- **TASK REQUIREMENTS**: Select every line in the records that contains the word "soil", treating uppercase and lowercase as distinct, and copy each of those lines.
#####
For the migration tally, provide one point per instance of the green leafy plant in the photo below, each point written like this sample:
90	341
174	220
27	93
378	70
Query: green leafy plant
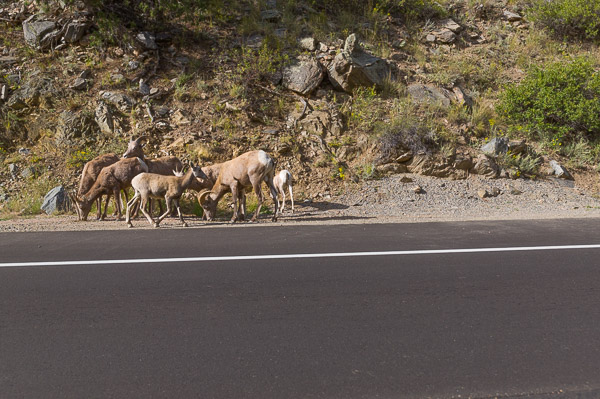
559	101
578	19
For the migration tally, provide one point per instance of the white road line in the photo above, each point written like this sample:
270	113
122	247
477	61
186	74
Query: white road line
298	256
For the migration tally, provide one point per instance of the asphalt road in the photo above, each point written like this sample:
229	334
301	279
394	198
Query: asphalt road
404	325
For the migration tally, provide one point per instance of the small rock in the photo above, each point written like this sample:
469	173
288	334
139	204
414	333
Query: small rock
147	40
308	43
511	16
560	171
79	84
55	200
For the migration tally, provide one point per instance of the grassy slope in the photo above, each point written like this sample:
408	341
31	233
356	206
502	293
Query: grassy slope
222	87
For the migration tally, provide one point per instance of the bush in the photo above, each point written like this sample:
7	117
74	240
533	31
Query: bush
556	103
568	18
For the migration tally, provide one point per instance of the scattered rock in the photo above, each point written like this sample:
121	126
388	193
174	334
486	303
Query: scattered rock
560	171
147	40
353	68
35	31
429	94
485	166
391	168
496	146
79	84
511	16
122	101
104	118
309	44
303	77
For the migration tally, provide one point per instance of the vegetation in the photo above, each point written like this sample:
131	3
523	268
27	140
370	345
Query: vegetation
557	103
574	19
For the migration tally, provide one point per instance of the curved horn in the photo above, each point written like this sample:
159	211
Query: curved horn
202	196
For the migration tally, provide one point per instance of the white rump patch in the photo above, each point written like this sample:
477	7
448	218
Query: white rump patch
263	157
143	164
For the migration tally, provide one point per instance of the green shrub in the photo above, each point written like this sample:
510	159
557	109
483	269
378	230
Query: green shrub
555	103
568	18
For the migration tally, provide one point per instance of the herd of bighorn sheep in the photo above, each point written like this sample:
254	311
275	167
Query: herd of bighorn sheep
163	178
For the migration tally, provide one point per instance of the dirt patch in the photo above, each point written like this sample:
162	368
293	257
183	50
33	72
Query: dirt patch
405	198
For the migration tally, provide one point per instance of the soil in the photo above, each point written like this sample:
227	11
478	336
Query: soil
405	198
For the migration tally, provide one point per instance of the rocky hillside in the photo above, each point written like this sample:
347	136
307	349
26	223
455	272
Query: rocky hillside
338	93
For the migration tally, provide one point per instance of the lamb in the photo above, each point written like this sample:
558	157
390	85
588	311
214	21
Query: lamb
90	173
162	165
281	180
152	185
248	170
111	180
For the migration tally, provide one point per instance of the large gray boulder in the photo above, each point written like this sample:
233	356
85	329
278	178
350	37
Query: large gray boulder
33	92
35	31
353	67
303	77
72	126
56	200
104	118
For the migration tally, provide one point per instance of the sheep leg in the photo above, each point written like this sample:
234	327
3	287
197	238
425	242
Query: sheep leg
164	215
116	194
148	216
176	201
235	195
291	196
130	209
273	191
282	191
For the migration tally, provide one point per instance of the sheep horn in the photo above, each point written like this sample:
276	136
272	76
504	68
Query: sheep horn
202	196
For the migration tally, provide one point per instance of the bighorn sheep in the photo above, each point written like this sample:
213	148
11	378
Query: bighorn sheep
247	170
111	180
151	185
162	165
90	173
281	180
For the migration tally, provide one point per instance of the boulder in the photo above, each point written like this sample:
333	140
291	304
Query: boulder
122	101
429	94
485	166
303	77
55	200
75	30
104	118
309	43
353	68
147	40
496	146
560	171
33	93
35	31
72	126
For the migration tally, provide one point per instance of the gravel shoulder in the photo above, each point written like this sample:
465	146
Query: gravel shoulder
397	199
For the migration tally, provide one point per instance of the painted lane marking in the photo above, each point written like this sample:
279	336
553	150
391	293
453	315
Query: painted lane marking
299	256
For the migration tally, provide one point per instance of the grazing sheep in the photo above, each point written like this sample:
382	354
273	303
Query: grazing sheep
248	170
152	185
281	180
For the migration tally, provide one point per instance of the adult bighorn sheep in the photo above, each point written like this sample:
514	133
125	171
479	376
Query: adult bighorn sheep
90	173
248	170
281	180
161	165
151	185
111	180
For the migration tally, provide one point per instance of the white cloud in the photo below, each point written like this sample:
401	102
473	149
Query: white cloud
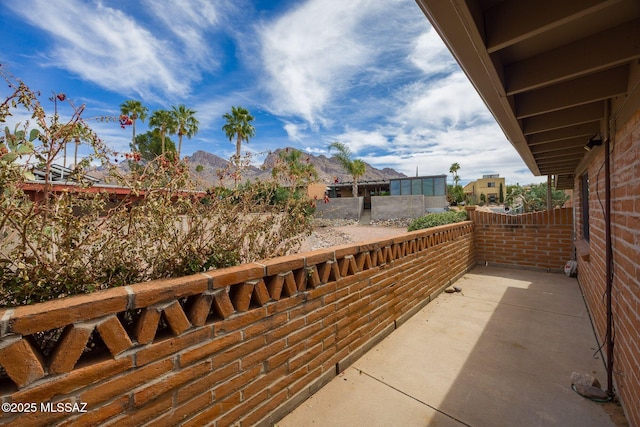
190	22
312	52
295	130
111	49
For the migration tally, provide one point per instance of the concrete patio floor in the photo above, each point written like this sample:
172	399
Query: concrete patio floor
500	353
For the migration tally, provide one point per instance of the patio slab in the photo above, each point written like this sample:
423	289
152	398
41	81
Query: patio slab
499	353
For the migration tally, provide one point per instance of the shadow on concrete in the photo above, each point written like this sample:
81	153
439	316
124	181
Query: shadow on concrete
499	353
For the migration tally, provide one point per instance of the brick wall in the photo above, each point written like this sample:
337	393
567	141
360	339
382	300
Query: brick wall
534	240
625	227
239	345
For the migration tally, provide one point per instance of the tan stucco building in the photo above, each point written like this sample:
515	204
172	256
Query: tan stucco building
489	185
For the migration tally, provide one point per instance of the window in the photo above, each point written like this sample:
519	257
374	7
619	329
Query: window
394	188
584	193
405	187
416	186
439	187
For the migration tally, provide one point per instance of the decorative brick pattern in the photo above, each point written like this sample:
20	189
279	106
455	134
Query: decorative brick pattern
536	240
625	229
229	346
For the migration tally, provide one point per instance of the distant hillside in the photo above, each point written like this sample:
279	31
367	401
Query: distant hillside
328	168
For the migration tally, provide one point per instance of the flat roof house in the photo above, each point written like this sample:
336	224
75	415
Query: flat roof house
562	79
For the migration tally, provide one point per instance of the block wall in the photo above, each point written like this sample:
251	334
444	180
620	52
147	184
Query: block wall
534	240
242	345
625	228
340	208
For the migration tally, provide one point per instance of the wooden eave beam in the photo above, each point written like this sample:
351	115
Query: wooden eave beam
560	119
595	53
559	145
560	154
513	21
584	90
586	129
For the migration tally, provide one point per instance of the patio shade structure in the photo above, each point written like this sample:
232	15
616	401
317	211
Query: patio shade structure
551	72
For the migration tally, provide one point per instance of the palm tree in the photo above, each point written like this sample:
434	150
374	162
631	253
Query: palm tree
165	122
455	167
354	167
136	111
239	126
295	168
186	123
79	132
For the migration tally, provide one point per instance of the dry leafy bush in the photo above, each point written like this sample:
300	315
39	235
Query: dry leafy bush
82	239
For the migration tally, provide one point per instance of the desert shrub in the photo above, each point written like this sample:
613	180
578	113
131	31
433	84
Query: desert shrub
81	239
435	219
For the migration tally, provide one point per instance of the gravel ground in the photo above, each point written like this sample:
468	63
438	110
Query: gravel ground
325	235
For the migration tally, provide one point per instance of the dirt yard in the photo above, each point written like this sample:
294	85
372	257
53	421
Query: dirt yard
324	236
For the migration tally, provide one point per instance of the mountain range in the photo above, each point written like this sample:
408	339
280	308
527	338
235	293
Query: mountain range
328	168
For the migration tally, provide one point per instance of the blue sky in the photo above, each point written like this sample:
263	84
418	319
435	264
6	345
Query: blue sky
#####
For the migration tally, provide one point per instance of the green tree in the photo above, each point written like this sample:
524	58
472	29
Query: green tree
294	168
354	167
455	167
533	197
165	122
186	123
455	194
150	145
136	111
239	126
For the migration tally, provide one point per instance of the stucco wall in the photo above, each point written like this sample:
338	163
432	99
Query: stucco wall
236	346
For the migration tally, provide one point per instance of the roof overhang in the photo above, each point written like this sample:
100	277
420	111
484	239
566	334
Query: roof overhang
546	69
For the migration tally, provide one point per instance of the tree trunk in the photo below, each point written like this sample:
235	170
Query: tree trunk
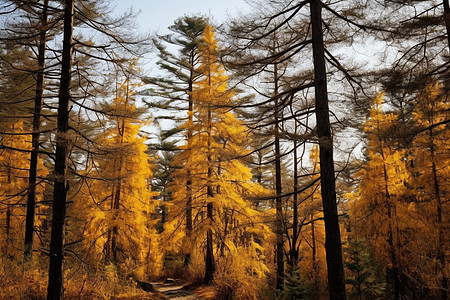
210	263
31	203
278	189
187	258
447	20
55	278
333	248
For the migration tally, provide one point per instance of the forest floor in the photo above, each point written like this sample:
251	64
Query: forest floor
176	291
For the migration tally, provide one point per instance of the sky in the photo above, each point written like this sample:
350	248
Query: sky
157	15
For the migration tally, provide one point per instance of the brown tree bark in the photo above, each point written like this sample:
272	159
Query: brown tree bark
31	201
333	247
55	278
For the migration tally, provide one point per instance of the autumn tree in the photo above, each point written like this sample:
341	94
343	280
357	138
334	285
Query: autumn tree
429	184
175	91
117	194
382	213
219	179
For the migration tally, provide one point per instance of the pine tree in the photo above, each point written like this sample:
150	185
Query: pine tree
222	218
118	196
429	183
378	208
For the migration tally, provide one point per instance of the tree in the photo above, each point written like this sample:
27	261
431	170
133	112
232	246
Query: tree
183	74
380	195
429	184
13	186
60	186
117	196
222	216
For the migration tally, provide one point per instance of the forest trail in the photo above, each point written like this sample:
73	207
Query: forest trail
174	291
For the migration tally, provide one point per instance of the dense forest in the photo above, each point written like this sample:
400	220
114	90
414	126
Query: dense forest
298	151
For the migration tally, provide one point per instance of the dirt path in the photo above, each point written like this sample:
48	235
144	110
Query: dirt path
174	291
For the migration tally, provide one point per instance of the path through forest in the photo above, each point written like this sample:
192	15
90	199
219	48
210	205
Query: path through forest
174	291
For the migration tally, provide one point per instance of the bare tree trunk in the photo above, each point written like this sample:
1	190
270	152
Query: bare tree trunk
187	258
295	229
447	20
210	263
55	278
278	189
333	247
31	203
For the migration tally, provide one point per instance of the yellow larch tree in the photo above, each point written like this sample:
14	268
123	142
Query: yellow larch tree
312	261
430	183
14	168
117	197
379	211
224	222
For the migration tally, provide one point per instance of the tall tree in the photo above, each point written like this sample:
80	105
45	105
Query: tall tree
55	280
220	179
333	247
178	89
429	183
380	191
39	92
#####
- **RESPONSE TO THE EXERCISE**:
For the migration tally, provide one point per instance of the soil in the photo above, each point written like this sample:
Query: soil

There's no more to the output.